### Records supplied
────────────────────
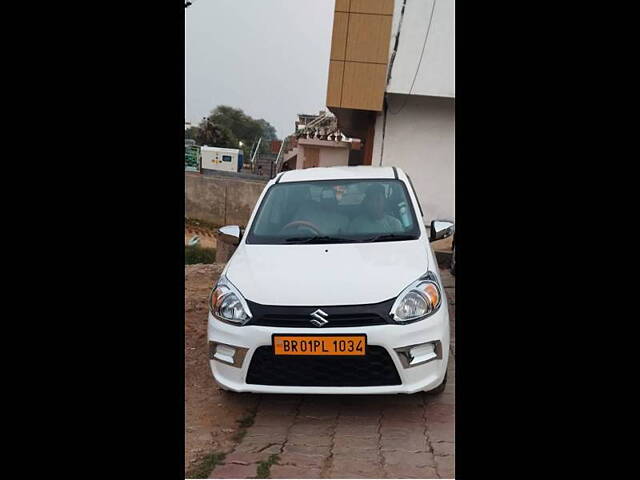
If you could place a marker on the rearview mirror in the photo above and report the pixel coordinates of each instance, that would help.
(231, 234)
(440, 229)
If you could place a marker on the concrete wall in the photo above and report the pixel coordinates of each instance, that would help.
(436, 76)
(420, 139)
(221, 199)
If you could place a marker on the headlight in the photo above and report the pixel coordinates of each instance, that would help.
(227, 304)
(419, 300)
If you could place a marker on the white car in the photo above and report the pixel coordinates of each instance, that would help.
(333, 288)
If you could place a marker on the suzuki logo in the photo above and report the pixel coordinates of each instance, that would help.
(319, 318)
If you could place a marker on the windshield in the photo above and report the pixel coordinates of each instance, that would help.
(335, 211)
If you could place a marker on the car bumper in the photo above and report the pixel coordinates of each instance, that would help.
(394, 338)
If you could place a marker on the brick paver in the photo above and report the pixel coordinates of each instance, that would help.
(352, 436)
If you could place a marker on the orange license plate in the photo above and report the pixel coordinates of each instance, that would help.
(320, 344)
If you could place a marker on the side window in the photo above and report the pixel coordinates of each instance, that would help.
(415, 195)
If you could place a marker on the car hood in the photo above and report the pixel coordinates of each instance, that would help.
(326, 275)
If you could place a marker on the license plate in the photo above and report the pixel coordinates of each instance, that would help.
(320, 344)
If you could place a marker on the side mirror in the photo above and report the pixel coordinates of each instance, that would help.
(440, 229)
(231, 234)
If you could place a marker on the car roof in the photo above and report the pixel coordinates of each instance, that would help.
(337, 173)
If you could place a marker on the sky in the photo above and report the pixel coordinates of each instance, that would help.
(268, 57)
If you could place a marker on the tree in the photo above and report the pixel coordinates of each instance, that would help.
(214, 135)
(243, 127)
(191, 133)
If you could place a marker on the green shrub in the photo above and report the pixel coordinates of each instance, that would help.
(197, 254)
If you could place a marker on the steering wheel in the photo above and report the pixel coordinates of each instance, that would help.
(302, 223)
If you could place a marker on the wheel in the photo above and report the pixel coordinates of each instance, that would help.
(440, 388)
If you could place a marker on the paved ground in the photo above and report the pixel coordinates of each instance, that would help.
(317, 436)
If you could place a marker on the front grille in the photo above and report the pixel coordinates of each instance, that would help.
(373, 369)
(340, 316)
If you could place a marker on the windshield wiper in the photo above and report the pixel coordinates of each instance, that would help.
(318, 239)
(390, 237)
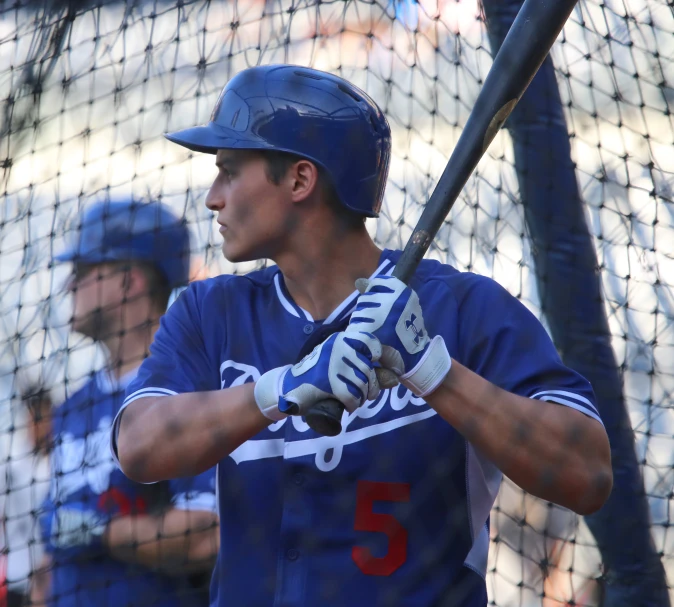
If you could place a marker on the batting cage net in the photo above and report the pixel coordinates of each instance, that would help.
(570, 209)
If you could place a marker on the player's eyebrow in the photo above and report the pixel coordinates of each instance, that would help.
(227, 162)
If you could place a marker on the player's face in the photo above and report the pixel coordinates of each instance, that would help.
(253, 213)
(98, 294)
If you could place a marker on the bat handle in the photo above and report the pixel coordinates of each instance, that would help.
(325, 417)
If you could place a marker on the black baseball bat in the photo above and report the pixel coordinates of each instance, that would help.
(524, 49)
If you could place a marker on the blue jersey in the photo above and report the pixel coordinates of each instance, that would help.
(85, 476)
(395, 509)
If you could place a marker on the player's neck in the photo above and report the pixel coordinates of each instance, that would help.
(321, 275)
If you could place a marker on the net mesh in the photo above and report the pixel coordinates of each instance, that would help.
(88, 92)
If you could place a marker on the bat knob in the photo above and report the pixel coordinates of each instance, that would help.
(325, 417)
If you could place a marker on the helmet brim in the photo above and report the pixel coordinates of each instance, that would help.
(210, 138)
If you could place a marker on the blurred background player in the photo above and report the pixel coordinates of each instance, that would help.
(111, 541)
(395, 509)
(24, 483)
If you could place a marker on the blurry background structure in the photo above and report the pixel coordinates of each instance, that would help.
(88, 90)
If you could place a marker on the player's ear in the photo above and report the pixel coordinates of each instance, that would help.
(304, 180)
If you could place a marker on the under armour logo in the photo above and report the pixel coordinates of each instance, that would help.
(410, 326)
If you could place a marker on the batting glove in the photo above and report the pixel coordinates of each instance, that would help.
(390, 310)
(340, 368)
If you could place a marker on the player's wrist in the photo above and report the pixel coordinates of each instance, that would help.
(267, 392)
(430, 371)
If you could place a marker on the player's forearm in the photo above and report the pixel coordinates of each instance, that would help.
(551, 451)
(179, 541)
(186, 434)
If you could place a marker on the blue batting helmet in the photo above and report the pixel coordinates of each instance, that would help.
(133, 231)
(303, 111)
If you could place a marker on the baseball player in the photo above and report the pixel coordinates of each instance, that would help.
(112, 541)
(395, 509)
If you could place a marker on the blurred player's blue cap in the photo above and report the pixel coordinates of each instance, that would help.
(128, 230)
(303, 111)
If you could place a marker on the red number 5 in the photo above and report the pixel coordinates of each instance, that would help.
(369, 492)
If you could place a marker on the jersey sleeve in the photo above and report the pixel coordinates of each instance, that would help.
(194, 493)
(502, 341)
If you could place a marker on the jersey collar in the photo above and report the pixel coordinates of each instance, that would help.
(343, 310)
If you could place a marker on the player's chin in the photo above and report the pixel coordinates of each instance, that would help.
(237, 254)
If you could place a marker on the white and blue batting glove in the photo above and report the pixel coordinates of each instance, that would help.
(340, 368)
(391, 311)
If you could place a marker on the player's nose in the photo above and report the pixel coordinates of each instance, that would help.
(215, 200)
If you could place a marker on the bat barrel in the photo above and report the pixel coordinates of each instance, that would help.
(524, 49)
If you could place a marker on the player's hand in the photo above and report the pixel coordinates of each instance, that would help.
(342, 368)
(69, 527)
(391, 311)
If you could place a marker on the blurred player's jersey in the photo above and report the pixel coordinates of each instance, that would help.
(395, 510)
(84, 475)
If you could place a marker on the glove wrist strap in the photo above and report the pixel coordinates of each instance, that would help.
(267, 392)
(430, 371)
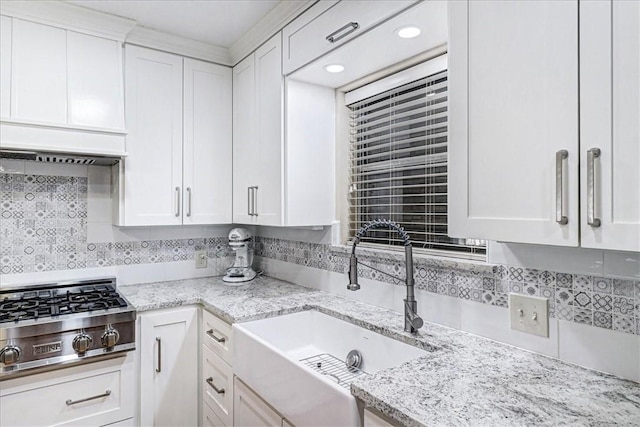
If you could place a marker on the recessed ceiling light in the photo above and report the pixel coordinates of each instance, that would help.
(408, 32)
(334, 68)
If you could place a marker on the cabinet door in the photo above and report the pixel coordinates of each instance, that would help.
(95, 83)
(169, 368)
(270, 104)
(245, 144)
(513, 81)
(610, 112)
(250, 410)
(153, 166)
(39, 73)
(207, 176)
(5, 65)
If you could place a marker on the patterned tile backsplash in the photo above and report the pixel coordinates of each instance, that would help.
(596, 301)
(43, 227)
────────────────────
### Problem statement
Leaving out the pictures, repeat the data above exactly.

### Written solution
If you could place a marker on the rearview mirror in the photo above and report the pixel coordinates of each instance, that would help.
(231, 234)
(440, 229)
If you could place a marker on the concrete wall in the photo above and report the pixel coordinates of each instance, that would help.
(436, 76)
(420, 139)
(221, 199)
If you could place a marker on the headlight in the photo above and report the pixel coordinates of each instance, that would help.
(227, 304)
(419, 300)
If you could place a marker on the white car in the photo above and report the pixel coordinates of each instance, that would help.
(333, 288)
If you could place a marker on the suzuki logo in the photo above and report the pixel coordinates of each instance, that would help.
(319, 318)
If you could place a marker on the windshield in the photo above and report the pixel coordinates of each instance, that would help.
(335, 211)
If you could place a marker on the car bumper in the photo above and report the pixel coordinates of each instance, that would help.
(394, 338)
If you could place a marker on the brick paver in the photo above and report the pixel coordinates of each instance, that would help.
(352, 436)
If you could place a marker on the orange license plate in the photo above and report the pixel coordinates of each instance, that would help.
(320, 344)
If you could place a marker on the side window in the photo above and report the pixel coordinates of each instance, that would help.
(415, 195)
If you could place a marker on the car hood in the photo above and report the pixel coordinates of each instance, that would help.
(326, 275)
If you could place a marker on the license plate in the photo above and report the pixel coordinates of each instance, that would help.
(320, 344)
If you could place a marker on the side mirror in the photo above and report the pixel coordinates of each instance, that would help.
(440, 229)
(231, 234)
If you could place a marker on the car roof in the photo above and report the pixel coordinates of each instance, that would help.
(337, 173)
If you could place a marker on the sky in the photo above and report the pixel coordinates of each instance, that would help.
(268, 57)
If you could place a marker on the tree in the photo above and report the pixel coordinates of each instance, that would help.
(214, 135)
(243, 127)
(191, 133)
If you could place a marker on the green shrub in the photo above and report the pixel coordinates of each instance, that would help.
(197, 254)
If you could place a marker on the steering wheel in the photo above and report the pixel coordinates of each instance, that would help.
(302, 223)
If you could place a marker on the wheel in the photo above and report the pixel coordinates of each instance, that would help.
(440, 388)
If you could place a marker on the paved ground in the photo above and report the pixel coordinates of each instance, that would help.
(317, 436)
If you could place a marker on the front grille in the photo above and report the pixel coordinates of each instance, that would help.
(373, 369)
(340, 316)
If you could place a marker on the windshield wiper in the photo above and report the pixel coordinates of each instance, that would help.
(318, 239)
(390, 237)
If you could place a marker on the batting cage net in the photo above and report the pixel coordinates of each instance, that would help.
(570, 209)
If you could place a marker on the player's eyebrow in the photo above and report the pixel coordinates of each instance, that would help.
(227, 162)
If you could place a marker on the player's face in the photo above and report the pixel coordinates of each instance, that would help.
(253, 213)
(98, 294)
If you could place a marker on the bat handle in the photo above and report the pixel coordinates of each instance, that would help.
(325, 417)
If you could place a marker on the black baseball bat in the photo above and report the pixel coordinates of each instance, that would help.
(524, 49)
If you could place a marker on the blue jersey in the photo above and report the pixel coordinates of each instance, that would help.
(85, 476)
(395, 509)
If you could place a marker on the player's neck in the photo above and report the pixel coordinates of each instance, that would help.
(321, 275)
If you could place a marker on the net mesh in the photo above and report the pixel coordinates of each instance, that would help.
(88, 92)
If you could place a marker on the bat knob in the photo above and report the pixel coordinates of each instance, that would help.
(325, 417)
If you could place a marker on the helmet brim in the photo above and report the pixel coordinates of each instance, that would help.
(210, 138)
If you could place a marker on the blurred background player in the photo above and report the pixel coordinates of each instance, that would help.
(111, 541)
(395, 509)
(24, 483)
If you could place a marker on the blurry background structure in the photo above and report the pixel coordinates of each instance, that would help.
(88, 90)
If you could place a marker on the player's ear in the photo above and report the pixel coordinates of each instance, that would help.
(304, 180)
If you could place a marker on the under armour logo in the photo above and report the pixel coordinates of each instance, that would help.
(410, 326)
If you could place a marker on the batting glove in the photo above and report the pixel coordinates of each instance, that would help.
(390, 310)
(340, 368)
If you could place a marker on the player's wrist in the photo above and report the pixel coordinates of each instance, that would help.
(267, 392)
(430, 371)
If you could place a marker on the player's forearm in the photo above and report the pixel coordinates of each instance, that would help.
(551, 451)
(179, 541)
(186, 434)
If you could place a marker on the blue batting helmet in the photo above and report the pixel coordinates of each instance, that would help.
(133, 231)
(303, 111)
If you could place a marker on the baseball player in the photo above and report the pixel coordinates of each instance, that would help.
(112, 541)
(395, 509)
If you could place a marker on the blurred player's blue cap in the photo above and report the pixel coordinates of each instance, that would help.
(128, 230)
(303, 111)
If you could place a marker on the red number 5 in the photo above and report the pixel coordinates of each instance, that would help.
(369, 492)
If you could place a marker on the jersey sleeve in the photo above and report the pixel coordinates of each instance, that would help.
(194, 493)
(502, 341)
If you could place a marker on the jersey collar in the photo above and report the pixel coordinates of each instance, that would help.
(343, 310)
If you could place a marker on the player's chin in the photo above and report the pixel coordinates of each instance, that would help.
(237, 254)
If you could place a marker on the white and blue batting glove in the photo above and report the pixel coordinates of each instance, that would help.
(340, 368)
(391, 311)
If you could place a marker on the player's nose in the photo above and report the pixel coordinates of each instance, that would help.
(215, 200)
If you could place a marker on the bat barrel in the photo above and report the pixel coordinates of each instance, that would help.
(524, 49)
If you could place a marker on the player's hand in the photo above and report the pixel coordinates of each instance, that would help.
(342, 368)
(69, 527)
(391, 311)
If you could place a marker on the blurred player's jersey in the photo above and report the pixel coordinates of each instance, that would help.
(395, 510)
(84, 475)
If you could place a marker on the glove wrist strap in the photo above and report the pixel coordinates of each instance, that would help.
(267, 392)
(430, 371)
If you could place a marker on the recessed ceiling light in the photo above and report the pixel coordinates of each instance, that would help.
(408, 32)
(334, 68)
If you could place a marker on the cabinet door in the photo above and report the pixel coordinates of each instance, that would help.
(95, 83)
(169, 368)
(270, 104)
(245, 144)
(513, 81)
(610, 112)
(250, 410)
(153, 166)
(39, 73)
(207, 176)
(5, 65)
If you could place a marker on the patterned tile backsplash in the photo above and report the pixel coordinates of each instance, that would help.
(596, 301)
(43, 227)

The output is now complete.